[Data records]
::::

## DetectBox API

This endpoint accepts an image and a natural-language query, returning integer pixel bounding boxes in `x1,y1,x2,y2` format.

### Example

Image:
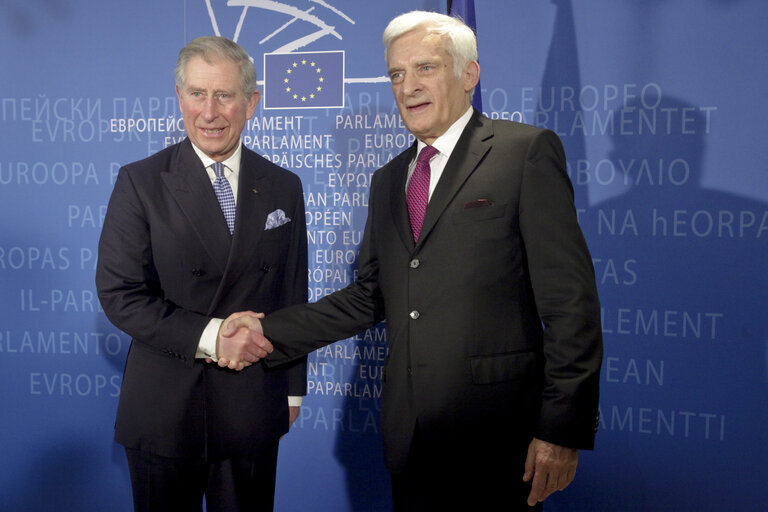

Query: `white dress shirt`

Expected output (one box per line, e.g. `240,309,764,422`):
406,107,474,198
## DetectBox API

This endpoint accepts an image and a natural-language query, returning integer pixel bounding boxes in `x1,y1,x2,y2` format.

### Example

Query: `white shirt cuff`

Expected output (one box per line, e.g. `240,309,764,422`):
196,318,222,360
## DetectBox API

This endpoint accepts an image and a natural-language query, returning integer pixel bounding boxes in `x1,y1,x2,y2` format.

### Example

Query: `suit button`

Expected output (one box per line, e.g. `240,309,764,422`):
191,268,206,277
409,310,420,320
409,258,420,269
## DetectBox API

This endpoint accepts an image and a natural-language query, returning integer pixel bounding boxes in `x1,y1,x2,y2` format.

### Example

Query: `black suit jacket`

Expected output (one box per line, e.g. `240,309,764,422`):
263,112,602,473
96,139,307,460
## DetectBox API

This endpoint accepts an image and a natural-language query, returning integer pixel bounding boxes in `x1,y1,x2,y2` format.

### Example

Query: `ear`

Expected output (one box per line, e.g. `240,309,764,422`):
463,60,480,93
246,90,261,118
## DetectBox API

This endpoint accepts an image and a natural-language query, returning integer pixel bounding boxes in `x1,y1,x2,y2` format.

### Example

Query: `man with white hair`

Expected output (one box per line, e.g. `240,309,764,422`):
224,11,602,510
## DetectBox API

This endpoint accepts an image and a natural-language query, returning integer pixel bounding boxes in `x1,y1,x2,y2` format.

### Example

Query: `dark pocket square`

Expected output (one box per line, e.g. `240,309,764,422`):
463,199,494,209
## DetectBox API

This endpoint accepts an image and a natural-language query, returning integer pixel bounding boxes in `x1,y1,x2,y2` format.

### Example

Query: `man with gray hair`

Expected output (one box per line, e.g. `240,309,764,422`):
96,36,305,511
223,10,603,510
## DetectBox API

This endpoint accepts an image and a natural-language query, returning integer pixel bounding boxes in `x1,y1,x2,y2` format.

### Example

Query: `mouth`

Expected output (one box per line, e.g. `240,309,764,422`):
406,102,430,113
201,127,225,136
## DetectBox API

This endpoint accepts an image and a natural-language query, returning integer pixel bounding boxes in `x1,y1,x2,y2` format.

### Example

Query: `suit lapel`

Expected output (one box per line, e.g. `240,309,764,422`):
161,139,231,274
417,112,492,249
209,147,272,309
227,148,270,269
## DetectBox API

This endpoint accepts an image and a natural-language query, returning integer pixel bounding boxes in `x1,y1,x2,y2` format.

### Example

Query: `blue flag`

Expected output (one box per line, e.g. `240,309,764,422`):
448,0,482,112
263,51,345,109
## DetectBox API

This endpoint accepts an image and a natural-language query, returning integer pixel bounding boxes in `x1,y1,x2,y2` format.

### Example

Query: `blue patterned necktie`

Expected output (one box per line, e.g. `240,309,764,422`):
211,161,236,235
406,145,438,243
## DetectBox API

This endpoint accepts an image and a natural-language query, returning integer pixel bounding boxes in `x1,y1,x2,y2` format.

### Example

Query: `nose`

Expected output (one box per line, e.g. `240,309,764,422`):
201,97,218,121
401,72,421,96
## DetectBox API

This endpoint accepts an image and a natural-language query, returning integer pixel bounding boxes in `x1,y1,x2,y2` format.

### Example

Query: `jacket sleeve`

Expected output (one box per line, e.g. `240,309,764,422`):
519,129,603,449
95,167,210,366
277,174,310,396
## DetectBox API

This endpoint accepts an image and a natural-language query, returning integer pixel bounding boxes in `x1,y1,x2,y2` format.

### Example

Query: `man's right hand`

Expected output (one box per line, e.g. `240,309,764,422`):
215,311,272,371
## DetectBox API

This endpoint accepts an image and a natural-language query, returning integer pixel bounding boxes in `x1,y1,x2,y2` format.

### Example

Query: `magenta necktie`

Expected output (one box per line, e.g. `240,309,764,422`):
406,145,438,243
211,162,236,235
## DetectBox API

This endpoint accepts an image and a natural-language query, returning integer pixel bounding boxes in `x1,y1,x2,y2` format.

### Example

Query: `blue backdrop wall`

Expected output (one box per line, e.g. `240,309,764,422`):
1,1,766,510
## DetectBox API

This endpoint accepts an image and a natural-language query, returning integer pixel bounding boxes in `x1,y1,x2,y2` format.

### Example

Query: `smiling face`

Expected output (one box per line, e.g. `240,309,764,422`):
387,27,479,145
176,55,259,161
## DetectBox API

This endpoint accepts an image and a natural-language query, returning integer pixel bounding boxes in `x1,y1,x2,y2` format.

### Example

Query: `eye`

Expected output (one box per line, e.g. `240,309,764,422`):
216,92,234,104
389,71,404,84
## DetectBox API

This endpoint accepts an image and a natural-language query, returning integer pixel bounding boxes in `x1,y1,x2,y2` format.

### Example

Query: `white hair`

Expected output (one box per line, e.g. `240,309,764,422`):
382,10,478,82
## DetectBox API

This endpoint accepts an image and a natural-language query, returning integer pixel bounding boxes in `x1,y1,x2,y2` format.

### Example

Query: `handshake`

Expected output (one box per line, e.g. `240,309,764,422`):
212,311,273,371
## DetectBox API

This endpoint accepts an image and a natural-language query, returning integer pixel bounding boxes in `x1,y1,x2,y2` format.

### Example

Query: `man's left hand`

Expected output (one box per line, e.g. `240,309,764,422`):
522,438,578,506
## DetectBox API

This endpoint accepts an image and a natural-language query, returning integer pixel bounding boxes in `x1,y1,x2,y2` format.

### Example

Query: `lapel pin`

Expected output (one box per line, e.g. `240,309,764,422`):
252,188,259,194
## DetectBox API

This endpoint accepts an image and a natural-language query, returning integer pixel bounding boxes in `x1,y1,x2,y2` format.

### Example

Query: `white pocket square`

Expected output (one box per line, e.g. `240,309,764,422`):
265,209,291,230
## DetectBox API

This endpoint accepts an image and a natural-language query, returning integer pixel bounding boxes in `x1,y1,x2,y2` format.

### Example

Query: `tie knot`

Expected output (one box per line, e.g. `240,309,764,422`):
211,162,226,178
418,145,438,164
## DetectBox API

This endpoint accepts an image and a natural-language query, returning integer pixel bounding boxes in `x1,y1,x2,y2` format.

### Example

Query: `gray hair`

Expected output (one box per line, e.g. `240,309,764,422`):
382,10,478,82
175,36,258,99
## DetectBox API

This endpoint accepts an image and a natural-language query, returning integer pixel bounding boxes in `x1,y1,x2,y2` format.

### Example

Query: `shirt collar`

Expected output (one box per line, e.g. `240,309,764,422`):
416,107,474,158
190,141,242,176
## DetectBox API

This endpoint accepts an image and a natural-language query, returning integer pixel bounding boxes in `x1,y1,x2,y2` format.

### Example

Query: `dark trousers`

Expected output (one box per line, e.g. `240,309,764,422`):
125,446,279,512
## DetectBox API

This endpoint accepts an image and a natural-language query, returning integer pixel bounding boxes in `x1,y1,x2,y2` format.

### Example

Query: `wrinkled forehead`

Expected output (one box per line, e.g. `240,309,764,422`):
387,27,453,67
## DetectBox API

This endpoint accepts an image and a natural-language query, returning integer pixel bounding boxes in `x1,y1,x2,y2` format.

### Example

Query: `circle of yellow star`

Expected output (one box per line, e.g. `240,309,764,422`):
281,57,327,104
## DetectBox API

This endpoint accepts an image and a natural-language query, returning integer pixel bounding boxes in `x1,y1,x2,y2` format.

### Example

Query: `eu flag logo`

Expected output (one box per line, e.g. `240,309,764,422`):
263,51,345,109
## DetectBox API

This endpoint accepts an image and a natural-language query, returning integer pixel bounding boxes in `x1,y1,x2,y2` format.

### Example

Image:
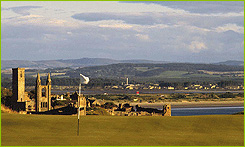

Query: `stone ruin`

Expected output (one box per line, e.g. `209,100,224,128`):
106,103,171,116
163,104,171,116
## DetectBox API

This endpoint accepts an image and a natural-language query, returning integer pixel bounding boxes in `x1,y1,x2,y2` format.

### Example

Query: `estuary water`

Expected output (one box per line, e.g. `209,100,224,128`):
171,106,244,116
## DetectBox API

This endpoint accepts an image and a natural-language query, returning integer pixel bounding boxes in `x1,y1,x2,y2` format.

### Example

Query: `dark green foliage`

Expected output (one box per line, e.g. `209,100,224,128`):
1,76,243,89
123,103,131,108
233,111,244,115
86,107,110,115
92,94,110,100
1,78,12,89
119,95,131,100
52,100,71,107
1,87,12,98
1,63,243,88
236,93,244,97
66,63,243,78
101,102,117,109
174,94,186,99
1,87,13,106
217,80,243,88
51,78,80,86
219,92,235,98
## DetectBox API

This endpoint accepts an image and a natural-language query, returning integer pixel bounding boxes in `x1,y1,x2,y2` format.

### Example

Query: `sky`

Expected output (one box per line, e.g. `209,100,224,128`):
1,1,244,63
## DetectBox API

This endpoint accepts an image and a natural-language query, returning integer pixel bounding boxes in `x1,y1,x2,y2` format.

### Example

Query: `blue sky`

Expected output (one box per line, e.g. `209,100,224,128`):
1,1,244,63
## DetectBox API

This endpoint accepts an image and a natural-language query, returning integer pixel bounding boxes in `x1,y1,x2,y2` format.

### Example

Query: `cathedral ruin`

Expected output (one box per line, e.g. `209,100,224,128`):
11,68,52,113
35,73,52,112
10,68,170,116
11,68,86,115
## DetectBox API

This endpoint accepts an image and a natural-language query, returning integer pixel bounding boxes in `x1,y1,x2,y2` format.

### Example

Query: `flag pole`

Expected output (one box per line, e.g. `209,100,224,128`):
77,73,89,136
77,106,80,136
77,82,81,136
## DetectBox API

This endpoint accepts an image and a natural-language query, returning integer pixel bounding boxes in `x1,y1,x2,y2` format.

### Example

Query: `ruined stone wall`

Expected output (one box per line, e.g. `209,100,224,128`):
163,104,171,116
35,73,52,112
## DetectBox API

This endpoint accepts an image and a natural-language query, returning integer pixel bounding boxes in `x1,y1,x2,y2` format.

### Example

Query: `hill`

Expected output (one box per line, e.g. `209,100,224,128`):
1,62,243,80
215,60,244,66
65,63,243,78
1,58,166,70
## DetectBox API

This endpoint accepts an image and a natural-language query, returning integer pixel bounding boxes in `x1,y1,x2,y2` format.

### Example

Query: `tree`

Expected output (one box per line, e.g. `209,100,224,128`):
102,102,117,109
220,92,235,98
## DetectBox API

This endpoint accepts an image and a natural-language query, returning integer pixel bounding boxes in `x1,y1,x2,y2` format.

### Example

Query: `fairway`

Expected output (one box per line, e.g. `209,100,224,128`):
1,113,244,146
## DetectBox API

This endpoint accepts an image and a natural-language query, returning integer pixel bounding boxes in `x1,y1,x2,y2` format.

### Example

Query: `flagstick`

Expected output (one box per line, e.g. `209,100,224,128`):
77,107,80,136
77,83,81,136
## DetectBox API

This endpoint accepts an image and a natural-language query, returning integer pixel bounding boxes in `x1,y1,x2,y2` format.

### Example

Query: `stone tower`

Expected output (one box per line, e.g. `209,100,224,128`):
35,73,52,112
163,104,171,116
12,68,35,112
12,68,25,102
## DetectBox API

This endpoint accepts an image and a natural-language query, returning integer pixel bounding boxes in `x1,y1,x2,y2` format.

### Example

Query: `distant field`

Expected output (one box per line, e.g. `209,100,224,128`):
1,113,243,146
157,71,188,78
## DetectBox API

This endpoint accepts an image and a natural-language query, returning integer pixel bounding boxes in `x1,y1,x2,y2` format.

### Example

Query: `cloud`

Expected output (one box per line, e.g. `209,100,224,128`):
2,14,80,28
188,41,207,53
1,1,244,62
71,10,244,30
5,6,42,16
121,1,244,14
72,12,160,25
98,24,133,29
215,23,244,34
135,34,150,41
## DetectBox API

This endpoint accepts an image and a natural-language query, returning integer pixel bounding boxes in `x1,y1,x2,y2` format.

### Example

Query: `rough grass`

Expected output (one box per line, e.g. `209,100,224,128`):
1,113,244,146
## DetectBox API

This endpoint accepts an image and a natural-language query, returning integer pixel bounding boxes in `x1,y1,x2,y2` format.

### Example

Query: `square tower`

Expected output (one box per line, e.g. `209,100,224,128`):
12,68,25,102
78,94,86,116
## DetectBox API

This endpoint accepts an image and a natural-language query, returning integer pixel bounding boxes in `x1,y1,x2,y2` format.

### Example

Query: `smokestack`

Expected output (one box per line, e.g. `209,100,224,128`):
126,78,129,85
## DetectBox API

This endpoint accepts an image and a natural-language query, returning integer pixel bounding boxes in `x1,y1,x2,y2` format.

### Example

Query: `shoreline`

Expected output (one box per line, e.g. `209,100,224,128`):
48,88,244,94
130,101,244,109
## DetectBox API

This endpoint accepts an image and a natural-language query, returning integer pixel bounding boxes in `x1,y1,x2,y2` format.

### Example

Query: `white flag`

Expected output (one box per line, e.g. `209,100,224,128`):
80,74,89,84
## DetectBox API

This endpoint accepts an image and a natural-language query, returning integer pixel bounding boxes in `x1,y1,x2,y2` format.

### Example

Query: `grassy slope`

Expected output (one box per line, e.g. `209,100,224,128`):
1,113,244,146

::::

-- Work task --
Copy each line above containing the string "with".

-- Reply --
Query: `man with white hair`
Query: `man with gray hair`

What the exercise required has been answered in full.